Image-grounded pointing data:
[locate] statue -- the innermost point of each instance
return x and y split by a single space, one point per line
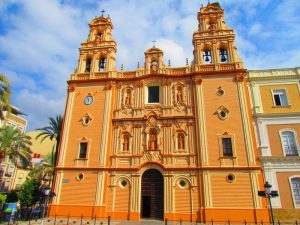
180 141
152 140
179 94
125 143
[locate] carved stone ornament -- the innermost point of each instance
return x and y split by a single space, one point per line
240 78
152 121
86 120
199 81
71 88
151 156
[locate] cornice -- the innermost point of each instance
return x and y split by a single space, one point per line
203 74
276 115
280 161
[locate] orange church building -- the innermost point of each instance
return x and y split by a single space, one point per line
160 142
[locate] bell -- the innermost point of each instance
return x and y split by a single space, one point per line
223 55
102 63
206 54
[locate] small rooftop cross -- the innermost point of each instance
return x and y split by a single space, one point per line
153 44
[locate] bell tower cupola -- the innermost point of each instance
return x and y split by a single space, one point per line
97 53
214 41
154 59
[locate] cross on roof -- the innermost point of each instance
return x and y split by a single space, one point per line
153 44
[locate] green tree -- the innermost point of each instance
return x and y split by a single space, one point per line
16 145
29 193
12 197
52 131
4 95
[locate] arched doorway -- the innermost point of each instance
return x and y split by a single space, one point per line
152 195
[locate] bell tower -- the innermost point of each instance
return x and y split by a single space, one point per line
97 53
214 41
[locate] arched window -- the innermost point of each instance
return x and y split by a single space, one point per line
88 65
295 183
179 94
207 59
180 141
289 143
128 97
126 142
223 55
154 65
152 144
102 63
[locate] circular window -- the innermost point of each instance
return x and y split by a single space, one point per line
80 177
220 91
86 120
123 183
182 184
222 114
88 100
230 178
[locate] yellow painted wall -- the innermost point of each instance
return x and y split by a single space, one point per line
293 97
44 148
92 132
78 192
182 202
215 126
237 194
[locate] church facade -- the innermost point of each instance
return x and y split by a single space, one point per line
160 142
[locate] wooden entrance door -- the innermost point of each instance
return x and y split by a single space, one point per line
152 199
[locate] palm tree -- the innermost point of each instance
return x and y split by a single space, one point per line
52 131
4 95
44 170
15 145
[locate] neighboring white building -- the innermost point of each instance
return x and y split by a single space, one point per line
275 99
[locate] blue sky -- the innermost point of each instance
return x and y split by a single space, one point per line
39 40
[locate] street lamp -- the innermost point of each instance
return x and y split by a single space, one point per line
46 194
268 193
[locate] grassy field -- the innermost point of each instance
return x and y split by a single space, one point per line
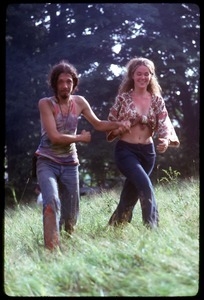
99 260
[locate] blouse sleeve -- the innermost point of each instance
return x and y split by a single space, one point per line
165 128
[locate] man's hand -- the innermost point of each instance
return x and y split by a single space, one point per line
162 145
85 136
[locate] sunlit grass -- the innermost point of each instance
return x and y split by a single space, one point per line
99 260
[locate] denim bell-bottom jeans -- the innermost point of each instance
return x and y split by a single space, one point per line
59 186
136 162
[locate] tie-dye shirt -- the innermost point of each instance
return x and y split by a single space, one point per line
63 154
157 118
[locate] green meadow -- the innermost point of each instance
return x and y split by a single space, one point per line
99 260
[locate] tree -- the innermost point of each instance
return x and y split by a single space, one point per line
39 35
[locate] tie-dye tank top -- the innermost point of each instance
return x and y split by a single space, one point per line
63 154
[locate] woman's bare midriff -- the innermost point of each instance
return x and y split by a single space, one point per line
139 134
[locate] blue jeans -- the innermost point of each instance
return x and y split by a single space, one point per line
59 186
136 162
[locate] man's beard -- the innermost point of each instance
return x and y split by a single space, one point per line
64 95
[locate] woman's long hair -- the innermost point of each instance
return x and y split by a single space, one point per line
128 83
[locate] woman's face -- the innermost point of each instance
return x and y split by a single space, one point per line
142 77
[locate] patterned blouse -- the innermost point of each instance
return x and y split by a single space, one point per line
157 118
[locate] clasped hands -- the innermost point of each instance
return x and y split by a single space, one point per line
162 145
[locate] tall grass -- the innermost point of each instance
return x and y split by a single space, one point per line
99 260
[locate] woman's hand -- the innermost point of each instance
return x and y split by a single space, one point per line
124 126
162 145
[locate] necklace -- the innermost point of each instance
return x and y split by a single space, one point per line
64 117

_YOUR INSTRUCTIONS_. Your reply should consist solely of the lines above, from the opening line through the line with "[locate] cornice -- the", reproduced exactly and without pictures.

_ANSWER FOR THIS EXERCISE_.
[locate] statue -- the innermost point of each instance
return x and y split by a single space, one point per line
180 141
152 140
179 94
125 143
[locate] carved stone ornament -- the innermost point of each instance
return x and y split by a single space, one point per line
240 78
152 121
86 120
199 81
71 88
151 156
[locate] cornice -- the innermost point of each instance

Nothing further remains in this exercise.